# Нужен отзыв об "Victoria Poeta"



## Xzibit (6 Май 2019)

Привет. Хотелось узнать про аккордеоны victoria, есть ли тут владельцы, в планах- приобретение выборного экземпляра.


----------



## vev (7 Май 2019)

Xzibit, 
Добротин играл на Victoria Poeta. У меня был... Только я не помню, чтобы туда выборка ставилась


----------



## Xzibit (7 Май 2019)

На ютубе есть видео, да сам Добротин на выборном исполнял. На авито есть вариант один


----------



## vev (7 Май 2019)

На Avito была Cadenza Сервера Абкеримова. Это далеко не Poeta. Тот инструмент весьма интересен. Левая несколько тускловата, а правая - очень хорошо. Моя Cadenza в настоящее время испорчена настройщиком... Ушел прекрасный ответ... Надо к реальному мастеру везти. Инструмент очень мне нравится


----------



## Xzibit (7 Май 2019)

За тот что на авито имеете ввиду испорчен? За этот знаете историю какую либо?

◆ НАБОР ЗАПИСЕЙ:

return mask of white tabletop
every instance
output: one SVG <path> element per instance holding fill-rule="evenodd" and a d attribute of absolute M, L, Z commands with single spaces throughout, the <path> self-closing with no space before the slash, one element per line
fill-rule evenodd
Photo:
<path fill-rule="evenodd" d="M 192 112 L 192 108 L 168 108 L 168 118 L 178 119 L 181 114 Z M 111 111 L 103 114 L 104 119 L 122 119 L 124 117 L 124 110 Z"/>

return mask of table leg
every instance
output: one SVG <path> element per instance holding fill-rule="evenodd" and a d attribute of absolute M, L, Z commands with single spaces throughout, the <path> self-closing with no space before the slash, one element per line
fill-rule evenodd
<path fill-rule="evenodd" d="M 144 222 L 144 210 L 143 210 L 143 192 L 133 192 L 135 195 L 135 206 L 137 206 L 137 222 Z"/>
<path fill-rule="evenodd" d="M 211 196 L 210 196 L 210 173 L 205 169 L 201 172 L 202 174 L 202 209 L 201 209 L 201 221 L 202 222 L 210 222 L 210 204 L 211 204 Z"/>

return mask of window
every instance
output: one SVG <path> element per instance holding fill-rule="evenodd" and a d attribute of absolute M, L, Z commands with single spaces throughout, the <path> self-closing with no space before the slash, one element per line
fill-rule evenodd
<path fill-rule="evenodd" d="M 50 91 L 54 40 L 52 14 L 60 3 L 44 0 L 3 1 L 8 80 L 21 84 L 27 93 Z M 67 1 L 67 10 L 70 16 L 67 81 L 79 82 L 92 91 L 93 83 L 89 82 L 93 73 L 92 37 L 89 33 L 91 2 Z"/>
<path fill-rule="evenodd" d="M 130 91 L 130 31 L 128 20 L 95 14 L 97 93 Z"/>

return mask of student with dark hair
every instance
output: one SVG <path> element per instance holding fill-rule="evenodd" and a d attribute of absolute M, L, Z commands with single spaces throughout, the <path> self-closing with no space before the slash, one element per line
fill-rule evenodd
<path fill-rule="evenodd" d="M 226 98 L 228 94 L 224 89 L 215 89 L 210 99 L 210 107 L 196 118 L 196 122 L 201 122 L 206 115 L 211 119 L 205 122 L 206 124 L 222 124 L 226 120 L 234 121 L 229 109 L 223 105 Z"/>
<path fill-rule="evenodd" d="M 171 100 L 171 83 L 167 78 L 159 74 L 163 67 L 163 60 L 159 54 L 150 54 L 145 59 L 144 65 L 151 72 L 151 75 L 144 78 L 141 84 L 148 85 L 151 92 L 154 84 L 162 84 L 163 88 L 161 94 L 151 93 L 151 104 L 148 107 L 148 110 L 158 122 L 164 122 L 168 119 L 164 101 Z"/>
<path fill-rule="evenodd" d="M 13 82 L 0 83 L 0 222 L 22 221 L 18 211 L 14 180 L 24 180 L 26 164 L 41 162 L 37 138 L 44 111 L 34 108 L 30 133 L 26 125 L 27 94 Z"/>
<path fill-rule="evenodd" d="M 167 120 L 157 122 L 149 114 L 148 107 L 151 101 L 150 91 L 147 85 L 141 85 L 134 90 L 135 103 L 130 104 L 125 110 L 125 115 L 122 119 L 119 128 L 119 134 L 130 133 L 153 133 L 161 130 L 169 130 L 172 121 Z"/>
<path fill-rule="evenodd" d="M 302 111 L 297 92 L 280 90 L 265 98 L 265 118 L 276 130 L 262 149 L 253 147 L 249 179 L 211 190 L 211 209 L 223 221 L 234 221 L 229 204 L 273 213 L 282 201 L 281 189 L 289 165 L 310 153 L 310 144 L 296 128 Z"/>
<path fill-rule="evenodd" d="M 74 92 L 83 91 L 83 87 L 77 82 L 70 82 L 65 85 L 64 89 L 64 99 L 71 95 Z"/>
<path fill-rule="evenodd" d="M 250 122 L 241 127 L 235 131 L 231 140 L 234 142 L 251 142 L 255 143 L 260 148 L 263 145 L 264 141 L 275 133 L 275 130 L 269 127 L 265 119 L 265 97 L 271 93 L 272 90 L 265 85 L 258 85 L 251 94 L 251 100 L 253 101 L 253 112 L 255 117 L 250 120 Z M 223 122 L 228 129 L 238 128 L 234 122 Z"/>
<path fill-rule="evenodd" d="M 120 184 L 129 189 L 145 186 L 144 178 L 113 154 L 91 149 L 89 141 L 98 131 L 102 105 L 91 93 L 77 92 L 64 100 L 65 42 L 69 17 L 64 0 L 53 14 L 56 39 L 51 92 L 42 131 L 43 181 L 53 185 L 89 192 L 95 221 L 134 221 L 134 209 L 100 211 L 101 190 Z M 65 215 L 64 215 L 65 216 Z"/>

◆ ПИСЬМЕННОЕ ЗАДАНИЕ: Проверьте, согласуются ли с обсуждением аккордеонов Victoria утверждения (a) Xzibit планирует купить выборный аккордеон; (b) vev считает, что на Avito продавалась Poeta; (c) по словам vev, принадлежащая vev Cadenza испорчена настройщиком. Для каждого ответьте «да» или «нет» и подкрепите ответ точной цитатой из обсуждения. Записи взяты из другого источника.

◆ РЕЗУЛЬТАТ ЗАДАНИЯ:
(a) Да: «в планах- приобретение выборного экземпляра».
(b) Нет: «На Avito была Cadenza Сервера Абкеримова. Это далеко не Poeta».
(c) Да: «Моя Cadenza в настоящее время испорчена настройщиком».